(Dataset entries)
'''

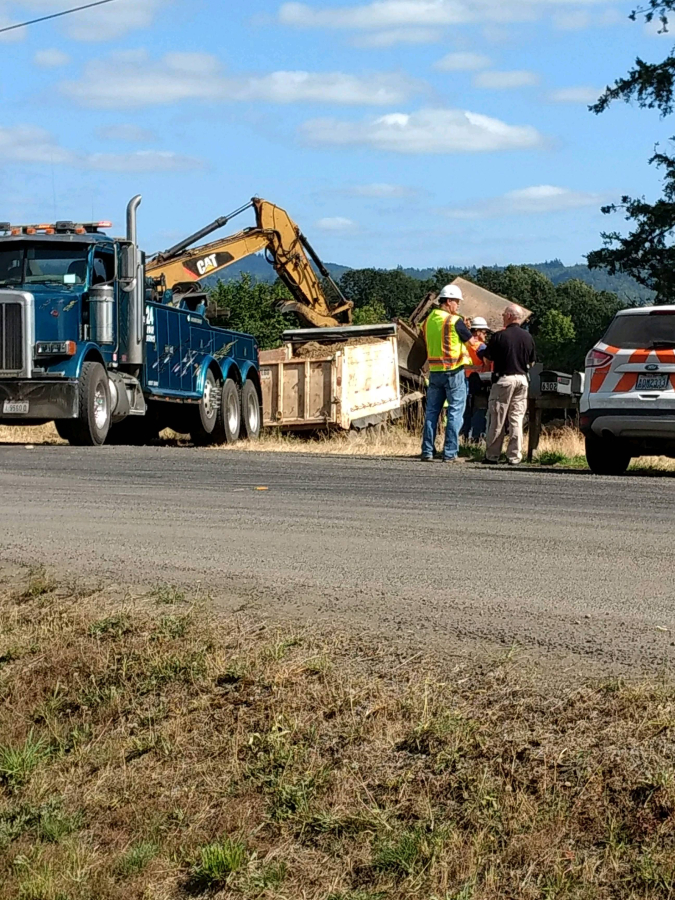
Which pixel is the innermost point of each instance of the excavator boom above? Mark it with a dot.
(286, 247)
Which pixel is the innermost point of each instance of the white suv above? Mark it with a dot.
(628, 404)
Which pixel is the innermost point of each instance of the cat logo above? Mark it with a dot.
(207, 264)
(197, 268)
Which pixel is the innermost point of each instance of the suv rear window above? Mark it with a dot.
(642, 332)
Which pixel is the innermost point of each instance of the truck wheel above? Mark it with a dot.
(206, 414)
(92, 425)
(228, 426)
(250, 412)
(606, 456)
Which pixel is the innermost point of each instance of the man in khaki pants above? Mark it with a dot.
(512, 352)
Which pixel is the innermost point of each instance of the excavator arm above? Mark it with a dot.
(287, 248)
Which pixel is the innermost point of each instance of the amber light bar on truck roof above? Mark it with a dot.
(56, 228)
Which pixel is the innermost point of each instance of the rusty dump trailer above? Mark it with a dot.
(346, 377)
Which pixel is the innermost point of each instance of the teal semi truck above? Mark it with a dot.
(88, 341)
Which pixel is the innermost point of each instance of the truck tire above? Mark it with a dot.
(205, 416)
(250, 412)
(92, 425)
(606, 456)
(228, 426)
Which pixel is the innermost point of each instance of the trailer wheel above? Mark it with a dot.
(92, 425)
(228, 426)
(606, 456)
(250, 412)
(205, 417)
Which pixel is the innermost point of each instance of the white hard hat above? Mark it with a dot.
(451, 292)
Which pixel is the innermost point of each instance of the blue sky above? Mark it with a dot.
(411, 132)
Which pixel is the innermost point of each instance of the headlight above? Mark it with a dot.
(55, 348)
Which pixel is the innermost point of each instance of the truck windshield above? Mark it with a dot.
(43, 264)
(642, 332)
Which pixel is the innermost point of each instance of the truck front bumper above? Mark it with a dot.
(46, 400)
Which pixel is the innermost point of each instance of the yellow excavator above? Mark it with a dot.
(180, 268)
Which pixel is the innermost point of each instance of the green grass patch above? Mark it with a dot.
(17, 763)
(136, 859)
(216, 864)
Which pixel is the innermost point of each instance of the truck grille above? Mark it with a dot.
(11, 337)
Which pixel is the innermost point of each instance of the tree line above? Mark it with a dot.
(567, 319)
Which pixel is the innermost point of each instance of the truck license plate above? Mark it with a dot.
(652, 382)
(16, 407)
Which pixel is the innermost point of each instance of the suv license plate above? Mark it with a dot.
(16, 407)
(652, 383)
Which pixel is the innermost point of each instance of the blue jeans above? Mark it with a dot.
(451, 387)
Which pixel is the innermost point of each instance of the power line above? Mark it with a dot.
(65, 12)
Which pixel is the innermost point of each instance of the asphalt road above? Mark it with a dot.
(568, 565)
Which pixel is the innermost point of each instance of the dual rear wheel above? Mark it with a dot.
(226, 412)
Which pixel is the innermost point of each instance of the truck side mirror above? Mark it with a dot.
(127, 267)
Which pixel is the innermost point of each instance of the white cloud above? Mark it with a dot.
(125, 131)
(336, 223)
(143, 161)
(386, 14)
(27, 144)
(51, 59)
(381, 191)
(332, 87)
(425, 131)
(462, 62)
(543, 198)
(131, 80)
(501, 81)
(102, 23)
(380, 39)
(580, 94)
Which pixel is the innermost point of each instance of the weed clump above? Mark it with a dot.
(216, 864)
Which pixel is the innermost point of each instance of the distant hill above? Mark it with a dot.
(623, 285)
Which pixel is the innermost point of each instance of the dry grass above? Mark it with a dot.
(149, 752)
(559, 446)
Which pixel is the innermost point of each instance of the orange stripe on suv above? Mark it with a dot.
(626, 383)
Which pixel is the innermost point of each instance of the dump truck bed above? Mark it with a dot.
(318, 380)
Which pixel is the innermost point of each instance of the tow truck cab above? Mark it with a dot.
(84, 341)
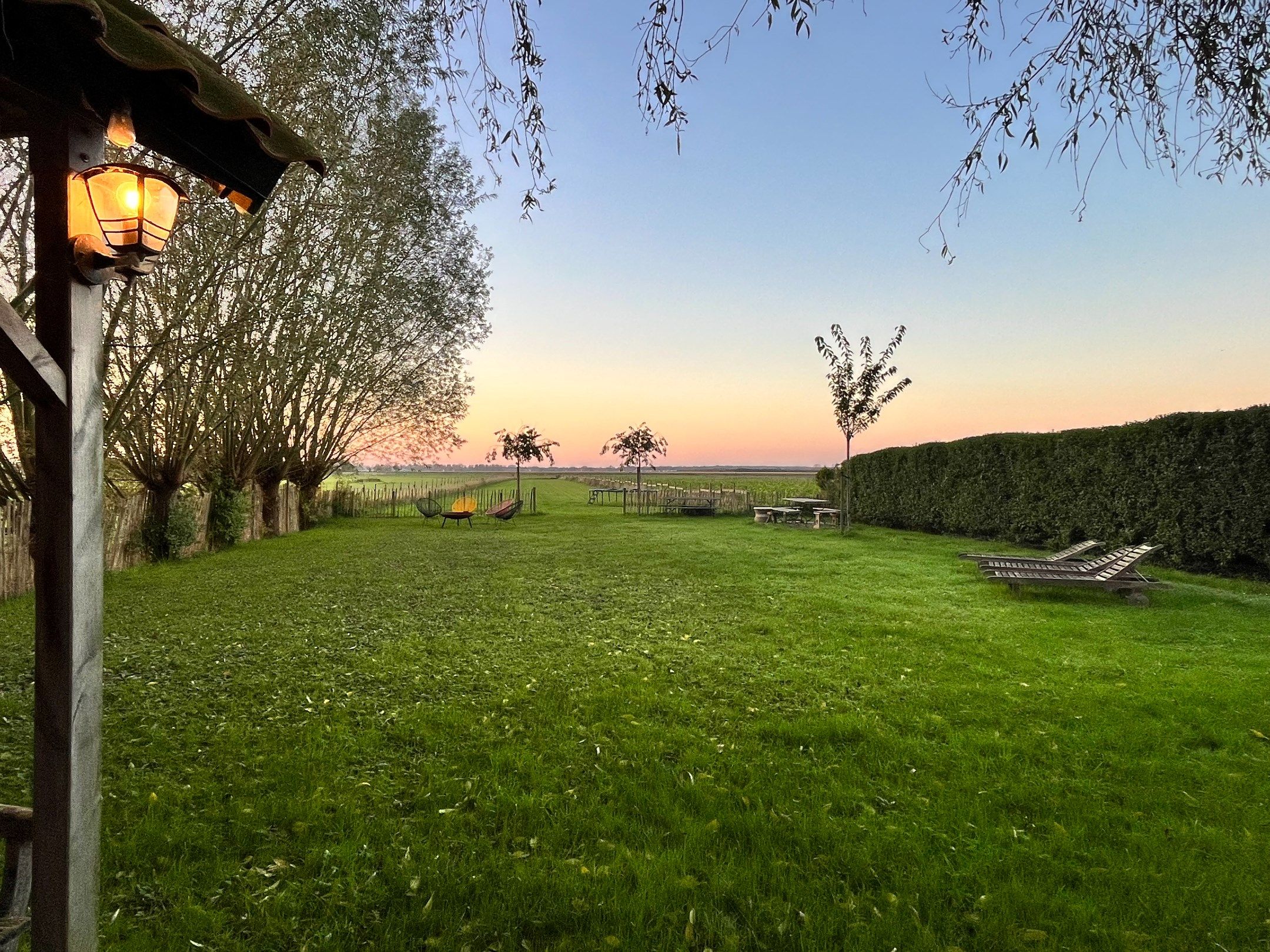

'''

(About this task) Please repeat all of the data exactly as it stands, leaving the pictures out.

(Answer to the exercise)
Which pixel is the innermost point of each instance of the excavator boom above? Mark it with a dot.
(286, 247)
Which pixel is the innermost point of each instance of the white suv above? Mark it with a dot.
(628, 404)
Which pixel is the innermost point of each instance of the cat logo above? Mark it with a dot.
(207, 264)
(197, 268)
Which pixel is the innermost point of each instance of the suv rear window above? Mark it with a dot.
(642, 332)
Which pixel is the innermost point of each instance of the truck wheel above? Mark it with a dot.
(206, 414)
(92, 425)
(228, 426)
(250, 412)
(606, 456)
Which pixel is the innermost point of each instance of the man in khaki pants above? Mark it with a dot.
(512, 352)
Which pixel is the innermost point of each instance of the excavator arm above? Mark it with a dot.
(287, 248)
Which pixel is the innermost point of each instance of the amber light bar on truck roof above? Mark it with a dot.
(56, 228)
Which pixel is the innermost point of each instance of the rusty dump trailer above? Mark it with a dot.
(346, 377)
Which pixel is the innermost point of each instance of the teal semi truck above? Mark it with a dot.
(88, 341)
Which pixel is the innermost point of each instance of the truck tire above? Mark it with a dot.
(205, 416)
(250, 412)
(92, 425)
(606, 456)
(228, 426)
Which pixel is the innermost point of each instance of the trailer wheel above? Mark it with a dot.
(92, 425)
(228, 426)
(606, 456)
(250, 412)
(205, 417)
Which pixel is the innermost point of each instance of the white hard hat above? Mark it with a dot.
(451, 292)
Which pixel is the innermost point of each instance of the blue sky above? Mark it with a dot.
(411, 132)
Which pixel is the innermost point of each instance of the headlight above? Mark it with a dot.
(55, 348)
Which pixel is the innermost point of each instance of the truck windshield above? Mark it with a dot.
(43, 264)
(642, 332)
Which pixel is the innermost point of each instance of the truck front bumper above? Mark it with a dot.
(46, 400)
Which pixel is the innermost point of each instance of the yellow excavator above? Mark it with a dot.
(180, 268)
Which pixel is the innermost point of each instance of the green grass patch above? Mark it with a dot.
(17, 763)
(136, 859)
(216, 864)
Which pixel is the innermost point of each instance of the truck grille above? Mark it with a dot.
(11, 337)
Which pixel is the innermost point of each instance of the tree line above? Mark it with a dot.
(567, 319)
Which pixel is the innermost point of each instance of the truck license plate above? Mark it with a dot.
(652, 382)
(16, 407)
Which pixel is the innermost point of each instance of the suv license plate above? Mark it with a dot.
(16, 407)
(652, 383)
Which pixel is the innermost point of each instance of the blue jeans above? Mark it with a dot.
(451, 387)
Which pixel is the innermost point of each instance of the power line above? Mark it with a dot.
(65, 12)
Which pixel is the innermost point of each instance of the asphalt road above? Mark it with a dot.
(568, 565)
Which pixel is the innermost point of each instance of the dual rear wheel above? Mark it with a dot.
(226, 412)
Which pixel is the innermost point of each instance of the truck side mirror above? Mark it with a dot.
(127, 267)
Which pixel is the innermost point of each instance of the white cloud above? Mark it with a dot.
(125, 131)
(336, 223)
(143, 161)
(386, 14)
(27, 144)
(51, 59)
(381, 191)
(332, 87)
(425, 131)
(462, 62)
(543, 198)
(131, 80)
(501, 81)
(102, 23)
(380, 39)
(580, 94)
Which pixel is the innermost point of each instance of the weed clump above? Mark it with a dot.
(216, 864)
Which pixel is the innermost point of each instance of the distant hill above? Mark it with a dot.
(623, 285)
Which pixel is the innermost point of each instance of the dry grass above? Mark it with a dot.
(149, 752)
(559, 446)
Which pixel is the innermost point of each instance of the orange stripe on suv above? Mark it with a dot.
(626, 383)
Which pixel is the innermost point of each instance of the dump truck bed above? Mark it with a dot.
(318, 380)
Which pixel is the innermost point of each instance of the tow truck cab above? Mark it with a dot.
(84, 341)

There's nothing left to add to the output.